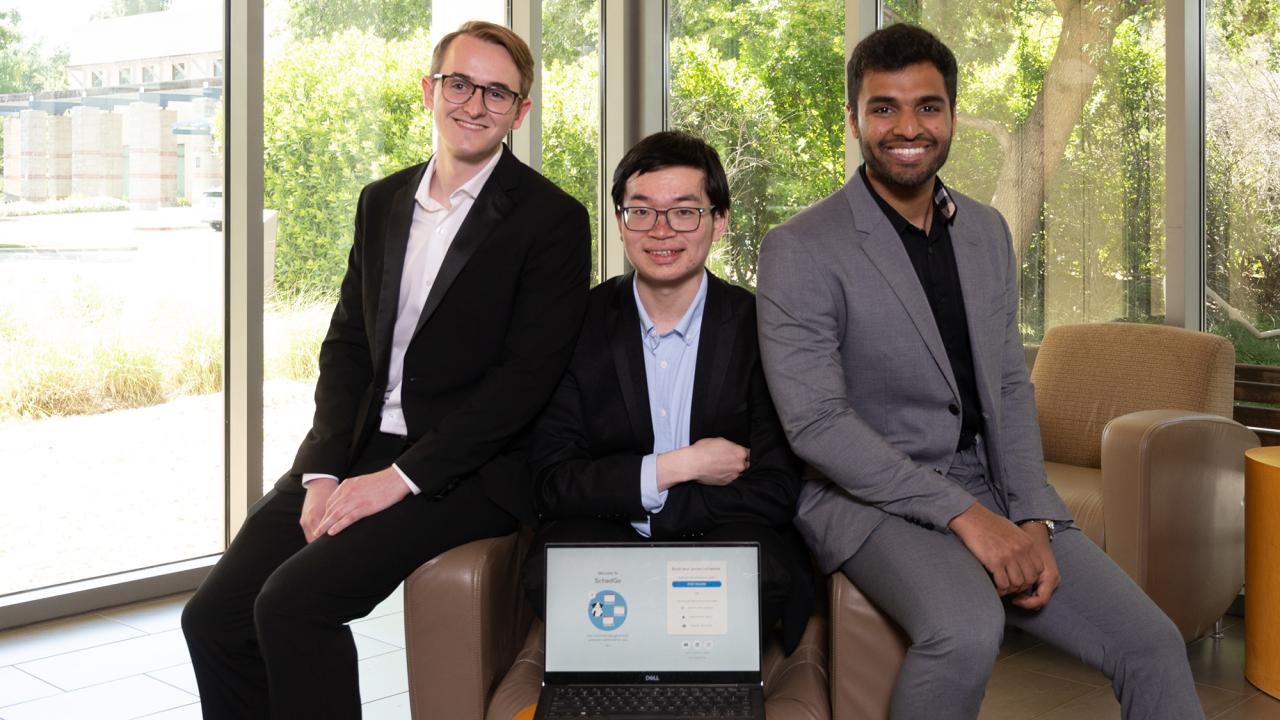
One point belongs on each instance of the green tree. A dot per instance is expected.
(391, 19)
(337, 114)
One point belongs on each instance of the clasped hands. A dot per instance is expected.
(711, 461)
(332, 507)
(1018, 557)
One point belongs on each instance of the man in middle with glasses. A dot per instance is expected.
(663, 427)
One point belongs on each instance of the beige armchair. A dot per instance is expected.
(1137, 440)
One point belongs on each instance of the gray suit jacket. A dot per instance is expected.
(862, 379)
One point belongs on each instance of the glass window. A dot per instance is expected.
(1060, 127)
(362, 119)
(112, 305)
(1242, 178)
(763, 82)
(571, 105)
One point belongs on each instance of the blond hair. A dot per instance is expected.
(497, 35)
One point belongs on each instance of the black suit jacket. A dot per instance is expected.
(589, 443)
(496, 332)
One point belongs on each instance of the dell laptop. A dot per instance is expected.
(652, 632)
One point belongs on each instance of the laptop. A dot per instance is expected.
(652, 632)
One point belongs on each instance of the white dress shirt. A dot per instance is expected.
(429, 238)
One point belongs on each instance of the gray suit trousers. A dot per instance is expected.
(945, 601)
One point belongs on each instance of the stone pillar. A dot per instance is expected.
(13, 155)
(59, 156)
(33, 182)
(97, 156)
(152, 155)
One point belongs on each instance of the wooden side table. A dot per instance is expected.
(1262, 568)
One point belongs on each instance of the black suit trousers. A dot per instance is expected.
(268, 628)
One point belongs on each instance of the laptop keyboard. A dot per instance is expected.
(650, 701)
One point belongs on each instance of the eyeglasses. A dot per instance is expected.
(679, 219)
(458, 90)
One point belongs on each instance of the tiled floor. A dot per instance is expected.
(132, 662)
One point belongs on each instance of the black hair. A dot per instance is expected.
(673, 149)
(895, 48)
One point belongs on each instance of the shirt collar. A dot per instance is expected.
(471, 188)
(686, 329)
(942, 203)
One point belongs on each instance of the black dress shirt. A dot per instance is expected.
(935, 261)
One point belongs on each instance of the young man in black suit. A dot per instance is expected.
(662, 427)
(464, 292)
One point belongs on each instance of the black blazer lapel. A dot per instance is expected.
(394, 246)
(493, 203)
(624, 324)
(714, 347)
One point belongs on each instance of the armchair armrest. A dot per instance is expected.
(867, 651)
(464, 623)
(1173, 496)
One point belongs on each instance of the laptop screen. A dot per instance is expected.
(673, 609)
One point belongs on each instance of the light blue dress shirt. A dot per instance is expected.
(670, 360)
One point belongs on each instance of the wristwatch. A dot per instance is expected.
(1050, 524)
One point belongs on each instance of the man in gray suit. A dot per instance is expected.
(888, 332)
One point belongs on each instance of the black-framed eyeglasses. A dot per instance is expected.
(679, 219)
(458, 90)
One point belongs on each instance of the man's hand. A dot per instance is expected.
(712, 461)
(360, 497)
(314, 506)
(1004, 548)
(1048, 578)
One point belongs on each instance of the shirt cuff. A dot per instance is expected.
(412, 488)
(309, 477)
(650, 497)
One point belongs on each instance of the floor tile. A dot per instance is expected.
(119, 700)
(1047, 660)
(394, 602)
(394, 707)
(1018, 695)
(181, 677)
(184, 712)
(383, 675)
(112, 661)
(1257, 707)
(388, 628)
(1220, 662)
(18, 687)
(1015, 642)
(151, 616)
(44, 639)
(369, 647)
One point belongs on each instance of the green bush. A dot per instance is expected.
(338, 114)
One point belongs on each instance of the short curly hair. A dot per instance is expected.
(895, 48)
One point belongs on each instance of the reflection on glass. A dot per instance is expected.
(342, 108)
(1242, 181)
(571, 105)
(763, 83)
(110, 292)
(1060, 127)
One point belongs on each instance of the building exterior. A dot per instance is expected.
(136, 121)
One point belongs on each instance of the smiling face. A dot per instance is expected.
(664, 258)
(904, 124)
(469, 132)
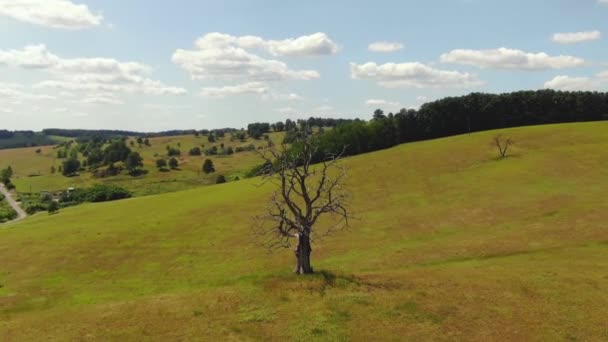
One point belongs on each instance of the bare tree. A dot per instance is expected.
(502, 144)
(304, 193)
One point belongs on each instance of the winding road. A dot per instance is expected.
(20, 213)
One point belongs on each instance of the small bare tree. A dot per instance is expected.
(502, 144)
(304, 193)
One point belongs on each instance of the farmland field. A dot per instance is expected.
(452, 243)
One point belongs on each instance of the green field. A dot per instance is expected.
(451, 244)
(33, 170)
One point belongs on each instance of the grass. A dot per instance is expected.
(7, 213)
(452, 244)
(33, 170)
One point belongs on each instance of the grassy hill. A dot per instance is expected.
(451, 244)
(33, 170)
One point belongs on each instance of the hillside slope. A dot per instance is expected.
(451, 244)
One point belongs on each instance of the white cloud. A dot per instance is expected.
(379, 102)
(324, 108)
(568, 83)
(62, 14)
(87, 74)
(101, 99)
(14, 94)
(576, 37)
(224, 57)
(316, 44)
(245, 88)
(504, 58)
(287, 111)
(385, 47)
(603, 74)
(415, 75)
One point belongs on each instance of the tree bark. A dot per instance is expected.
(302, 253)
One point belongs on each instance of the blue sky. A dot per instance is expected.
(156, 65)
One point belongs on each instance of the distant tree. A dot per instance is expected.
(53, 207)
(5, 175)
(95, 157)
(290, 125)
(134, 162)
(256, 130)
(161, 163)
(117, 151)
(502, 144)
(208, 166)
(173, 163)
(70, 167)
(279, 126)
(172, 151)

= Assignment =
Print the whole listing exactly. No pictures belong in the copy.

= Result of the exercise =
One point belongs on each instance of the green tree. A dot per instance is expected.
(391, 19)
(337, 114)
One point belongs on each instance of the clasped hands. A dot per instance is expected.
(711, 461)
(332, 507)
(1018, 557)
One point belongs on each instance of the man in middle with glasses. A dot per instance is expected.
(663, 427)
One point belongs on each instance of the beige armchair. A dot per instance is expected.
(1137, 440)
One point belongs on each instance of the gray suit jacket. A dot per instance is expected.
(862, 379)
One point belongs on each instance of the glass window. A dot per instance is expected.
(1060, 127)
(362, 119)
(112, 305)
(1242, 178)
(763, 82)
(571, 105)
One point belongs on each instance of the blond hair. A dot per instance is expected.
(497, 35)
One point belongs on each instance of the black suit jacket. A dot per instance is expected.
(589, 443)
(496, 332)
One point belongs on each instance of the dell laptop. A dot per instance is expected.
(652, 632)
One point belongs on each instance of the laptop. A dot per instance is expected.
(652, 632)
One point belongs on each instance of the white dress shirt. A dot per instance is expected.
(429, 238)
One point belongs on each instance of the gray suit trousers. A dot per instance is expected.
(945, 601)
One point belongs on each instance of the stone pillar. A dot per instance is expected.
(13, 155)
(59, 156)
(33, 182)
(97, 156)
(152, 155)
One point belongs on each instance of the wooden side table. A dot per instance is expected.
(1262, 568)
One point belongs on each instance of the black suit trousers. A dot per instance is expected.
(268, 628)
One point belongs on each instance of the laptop keyboard. A dot per instance is expected.
(650, 701)
One point belongs on each instance of the eyeglasses. A dot per instance is expected.
(679, 219)
(458, 90)
One point belongs on each instance of the tiled floor. A dot per instance is expected.
(132, 662)
One point belongs on each instance of the black hair. A dot per instance is expected.
(673, 149)
(895, 48)
One point belongs on each instance of the shirt collar. A dot per instance is expected.
(471, 188)
(686, 329)
(942, 203)
One point belongs on each instance of the black dress shirt. A dot per instance is expected.
(935, 261)
One point belongs on each instance of the young man in black suit. A dot per instance is expected.
(662, 427)
(464, 292)
One point belongs on each instance of the black blazer lapel. A dot per instance is expected.
(394, 246)
(493, 203)
(624, 324)
(714, 347)
One point belongs on each instance of the armchair armrest. A dot per instance is expected.
(867, 651)
(464, 623)
(1173, 496)
One point belongs on each instance of the laptop screen. A dot per instance is expected.
(673, 609)
One point belongs on each instance of the light blue dress shirt. A dot per instance is expected.
(670, 360)
One point belongs on each instance of the wristwatch. A dot per instance is expected.
(1050, 524)
One point belongs on each instance of the man in gray suit. A dot per instance is expected.
(888, 332)
One point belongs on each instance of the black-framed eyeglasses. A dot per instance is expected.
(679, 219)
(458, 90)
One point belongs on each instance of the man's hand. A dot per instance is expected.
(712, 461)
(360, 497)
(314, 506)
(1004, 548)
(1048, 578)
One point belongs on each instance of the shirt cuff. A dot per instance is expected.
(412, 488)
(309, 477)
(650, 497)
One point belongs on each instance of the floor tile. A dot per instance is expected.
(119, 700)
(1047, 660)
(394, 602)
(394, 707)
(1018, 695)
(181, 677)
(184, 712)
(383, 675)
(112, 661)
(1257, 707)
(388, 628)
(1220, 662)
(18, 687)
(1015, 642)
(151, 616)
(44, 639)
(369, 647)
One point belongs on each instance of the green bush. A dot per instance is expected.
(338, 114)
One point belongs on each instance of the short curly hair. A dot per instance is expected.
(895, 48)
One point belongs on each instance of the reflection on glass. A dot per instance is expected.
(342, 108)
(1242, 181)
(571, 105)
(763, 83)
(110, 292)
(1060, 127)
One point belongs on each instance of the building exterior. A dot per instance is expected.
(136, 121)
One point belongs on each instance of the smiling face. A dot per instance is expected.
(664, 258)
(904, 124)
(469, 132)
One point belongs on each instance of the bare tree. A dot per instance is expected.
(502, 144)
(304, 193)
One point belongs on each instance of the winding road. A dot per instance is expected.
(20, 213)
One point belongs on each instance of the small bare tree. A dot per instance is expected.
(502, 144)
(304, 193)
One point belongs on each instance of the farmland field. A dot per instance is expected.
(452, 243)
One point belongs on each instance of the green field. A dot per instance is expected.
(451, 244)
(33, 170)
One point belongs on each instance of the grass. A dot per instance is expected.
(7, 213)
(452, 244)
(33, 170)
One point belongs on each instance of the grassy hill. A dot per instance is expected.
(451, 244)
(33, 170)
One point belongs on each instance of the hillside slope. A dot per instance is expected.
(451, 244)
One point belongs on each instance of the white cloud. A dot per instance is expected.
(379, 102)
(324, 108)
(568, 83)
(62, 14)
(87, 74)
(101, 99)
(14, 94)
(576, 37)
(224, 57)
(316, 44)
(245, 88)
(504, 58)
(287, 111)
(385, 47)
(603, 74)
(415, 75)
One point belongs on each instance of the tree bark. A dot per instance is expected.
(302, 253)
One point belongs on each instance of the blue sky. A dot per instance is expected.
(156, 65)
One point belongs on each instance of the distant tree. A dot per instance is expected.
(53, 207)
(5, 175)
(95, 157)
(290, 125)
(134, 162)
(256, 130)
(161, 163)
(117, 151)
(502, 144)
(208, 166)
(173, 163)
(70, 167)
(279, 126)
(172, 151)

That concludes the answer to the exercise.